### Treść zadania
Proszę podać, przepisując w całości, każdy z poniższych wierszy, który zawiera słowo „blue”. Wielkość liter ma znaczenie.

Pozycje ze źródła danych:
════════════════════
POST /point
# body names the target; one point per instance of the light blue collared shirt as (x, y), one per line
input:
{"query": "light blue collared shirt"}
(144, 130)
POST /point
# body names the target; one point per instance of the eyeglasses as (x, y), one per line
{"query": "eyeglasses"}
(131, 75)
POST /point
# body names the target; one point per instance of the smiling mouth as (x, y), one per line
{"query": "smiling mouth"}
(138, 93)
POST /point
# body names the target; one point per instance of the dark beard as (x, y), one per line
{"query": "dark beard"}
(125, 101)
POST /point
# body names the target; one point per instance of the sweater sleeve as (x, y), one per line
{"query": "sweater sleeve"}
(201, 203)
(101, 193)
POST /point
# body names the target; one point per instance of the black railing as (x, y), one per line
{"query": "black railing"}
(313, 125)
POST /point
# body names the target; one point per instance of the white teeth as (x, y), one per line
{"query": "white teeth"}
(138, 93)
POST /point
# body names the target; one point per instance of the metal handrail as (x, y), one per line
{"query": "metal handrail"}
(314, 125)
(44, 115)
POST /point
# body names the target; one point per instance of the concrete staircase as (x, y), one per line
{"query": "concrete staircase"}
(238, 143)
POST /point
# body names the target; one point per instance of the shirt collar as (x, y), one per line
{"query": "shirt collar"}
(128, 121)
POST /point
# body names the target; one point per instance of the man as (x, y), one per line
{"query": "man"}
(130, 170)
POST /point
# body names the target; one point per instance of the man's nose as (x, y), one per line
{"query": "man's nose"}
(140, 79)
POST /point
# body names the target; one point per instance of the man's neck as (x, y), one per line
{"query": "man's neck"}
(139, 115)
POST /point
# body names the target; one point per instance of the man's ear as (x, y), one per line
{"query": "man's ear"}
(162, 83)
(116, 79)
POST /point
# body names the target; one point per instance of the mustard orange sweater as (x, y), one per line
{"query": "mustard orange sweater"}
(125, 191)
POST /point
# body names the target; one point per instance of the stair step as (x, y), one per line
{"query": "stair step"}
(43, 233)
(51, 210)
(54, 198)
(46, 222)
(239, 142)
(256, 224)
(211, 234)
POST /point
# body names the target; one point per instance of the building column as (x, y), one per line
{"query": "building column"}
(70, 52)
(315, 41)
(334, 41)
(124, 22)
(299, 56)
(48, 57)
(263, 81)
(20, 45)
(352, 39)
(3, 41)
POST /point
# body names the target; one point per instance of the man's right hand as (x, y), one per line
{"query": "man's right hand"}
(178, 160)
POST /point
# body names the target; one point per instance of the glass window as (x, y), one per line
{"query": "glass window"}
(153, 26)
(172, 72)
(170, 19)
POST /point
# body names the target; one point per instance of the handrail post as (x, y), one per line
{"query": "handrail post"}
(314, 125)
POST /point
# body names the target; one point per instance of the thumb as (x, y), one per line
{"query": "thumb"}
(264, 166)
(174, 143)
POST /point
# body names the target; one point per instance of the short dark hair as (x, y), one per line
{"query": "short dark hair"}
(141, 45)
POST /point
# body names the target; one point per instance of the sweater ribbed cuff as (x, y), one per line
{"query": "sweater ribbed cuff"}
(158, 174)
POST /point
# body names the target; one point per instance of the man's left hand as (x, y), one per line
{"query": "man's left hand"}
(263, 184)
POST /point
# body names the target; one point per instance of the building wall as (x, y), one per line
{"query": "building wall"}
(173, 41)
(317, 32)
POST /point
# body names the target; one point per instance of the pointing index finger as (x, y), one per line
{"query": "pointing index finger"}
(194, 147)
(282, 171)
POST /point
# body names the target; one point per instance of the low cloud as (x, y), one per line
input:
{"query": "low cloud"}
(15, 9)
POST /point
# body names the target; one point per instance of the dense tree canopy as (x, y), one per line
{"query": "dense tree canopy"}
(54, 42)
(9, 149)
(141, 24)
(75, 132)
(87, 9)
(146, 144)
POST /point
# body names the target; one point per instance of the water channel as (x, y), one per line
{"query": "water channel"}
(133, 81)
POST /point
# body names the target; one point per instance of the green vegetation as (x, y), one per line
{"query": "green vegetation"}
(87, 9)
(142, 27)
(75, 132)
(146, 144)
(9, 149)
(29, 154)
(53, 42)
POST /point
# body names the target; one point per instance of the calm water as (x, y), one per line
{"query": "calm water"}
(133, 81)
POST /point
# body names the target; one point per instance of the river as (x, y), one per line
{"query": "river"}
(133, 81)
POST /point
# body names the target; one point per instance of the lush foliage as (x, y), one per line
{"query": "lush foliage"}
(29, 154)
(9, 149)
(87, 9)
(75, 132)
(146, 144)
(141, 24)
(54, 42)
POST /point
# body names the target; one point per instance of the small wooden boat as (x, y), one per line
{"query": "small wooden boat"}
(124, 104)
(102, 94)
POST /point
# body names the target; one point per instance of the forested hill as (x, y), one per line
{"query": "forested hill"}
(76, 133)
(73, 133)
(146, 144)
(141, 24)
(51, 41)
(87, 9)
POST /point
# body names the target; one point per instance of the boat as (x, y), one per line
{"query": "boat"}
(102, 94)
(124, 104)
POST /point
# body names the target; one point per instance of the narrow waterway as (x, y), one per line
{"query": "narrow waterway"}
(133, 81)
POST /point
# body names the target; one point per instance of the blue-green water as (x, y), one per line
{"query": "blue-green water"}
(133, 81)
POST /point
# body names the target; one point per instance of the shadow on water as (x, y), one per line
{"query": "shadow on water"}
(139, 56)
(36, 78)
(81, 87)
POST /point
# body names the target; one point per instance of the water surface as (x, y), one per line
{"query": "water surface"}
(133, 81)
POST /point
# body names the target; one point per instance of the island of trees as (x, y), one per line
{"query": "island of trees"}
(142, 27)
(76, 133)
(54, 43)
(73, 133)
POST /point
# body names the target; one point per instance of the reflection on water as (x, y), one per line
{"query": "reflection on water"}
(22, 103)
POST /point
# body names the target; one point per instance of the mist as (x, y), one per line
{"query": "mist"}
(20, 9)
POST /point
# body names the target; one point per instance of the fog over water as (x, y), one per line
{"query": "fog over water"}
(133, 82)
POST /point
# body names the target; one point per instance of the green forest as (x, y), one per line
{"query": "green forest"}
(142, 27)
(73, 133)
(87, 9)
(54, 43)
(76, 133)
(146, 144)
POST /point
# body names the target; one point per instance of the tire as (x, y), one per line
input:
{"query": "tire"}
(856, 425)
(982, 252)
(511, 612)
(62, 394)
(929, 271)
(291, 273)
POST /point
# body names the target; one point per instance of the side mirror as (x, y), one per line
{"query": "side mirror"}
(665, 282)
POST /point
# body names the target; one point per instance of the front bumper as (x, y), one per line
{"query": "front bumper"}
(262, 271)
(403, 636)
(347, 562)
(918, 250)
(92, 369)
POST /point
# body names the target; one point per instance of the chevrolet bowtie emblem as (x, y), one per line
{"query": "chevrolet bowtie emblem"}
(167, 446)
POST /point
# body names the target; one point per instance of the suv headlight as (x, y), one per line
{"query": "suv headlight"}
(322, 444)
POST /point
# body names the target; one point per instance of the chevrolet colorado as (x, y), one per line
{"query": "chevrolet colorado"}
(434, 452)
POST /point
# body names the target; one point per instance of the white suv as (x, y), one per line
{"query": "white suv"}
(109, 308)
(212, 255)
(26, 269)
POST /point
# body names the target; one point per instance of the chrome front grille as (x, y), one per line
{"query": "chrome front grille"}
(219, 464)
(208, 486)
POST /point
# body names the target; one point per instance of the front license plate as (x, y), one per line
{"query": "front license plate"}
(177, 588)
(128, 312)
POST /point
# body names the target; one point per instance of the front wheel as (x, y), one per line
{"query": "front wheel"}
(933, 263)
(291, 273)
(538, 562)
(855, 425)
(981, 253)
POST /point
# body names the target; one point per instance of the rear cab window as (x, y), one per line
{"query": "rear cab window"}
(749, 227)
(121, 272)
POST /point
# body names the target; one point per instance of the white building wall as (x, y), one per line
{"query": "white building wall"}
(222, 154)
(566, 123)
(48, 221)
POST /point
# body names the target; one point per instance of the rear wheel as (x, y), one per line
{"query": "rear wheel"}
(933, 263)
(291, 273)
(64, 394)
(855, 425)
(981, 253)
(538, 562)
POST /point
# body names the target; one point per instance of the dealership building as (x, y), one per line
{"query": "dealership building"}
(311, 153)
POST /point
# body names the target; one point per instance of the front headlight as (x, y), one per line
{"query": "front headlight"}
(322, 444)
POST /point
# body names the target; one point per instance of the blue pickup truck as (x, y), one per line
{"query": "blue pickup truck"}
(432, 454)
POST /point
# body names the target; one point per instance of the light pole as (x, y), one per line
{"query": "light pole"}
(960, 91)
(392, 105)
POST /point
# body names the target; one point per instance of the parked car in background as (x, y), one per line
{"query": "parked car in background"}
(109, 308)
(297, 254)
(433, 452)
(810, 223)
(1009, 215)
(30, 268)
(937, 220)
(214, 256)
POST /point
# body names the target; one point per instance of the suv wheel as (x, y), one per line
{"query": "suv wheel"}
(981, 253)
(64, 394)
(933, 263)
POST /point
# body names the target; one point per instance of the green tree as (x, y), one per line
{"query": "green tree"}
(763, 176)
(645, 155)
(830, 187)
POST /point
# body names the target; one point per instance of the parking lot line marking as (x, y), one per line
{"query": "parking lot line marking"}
════════════════════
### Odpowiedź
# body names the target; one point per instance of the light blue collared shirt as (x, y), one per line
{"query": "light blue collared shirt"}
# body names the target; one point per instance of the blue-green water as (x, y), one per line
{"query": "blue-green water"}
# body names the target; one point per instance of the blue pickup truck as (x, y), one per line
{"query": "blue pickup truck"}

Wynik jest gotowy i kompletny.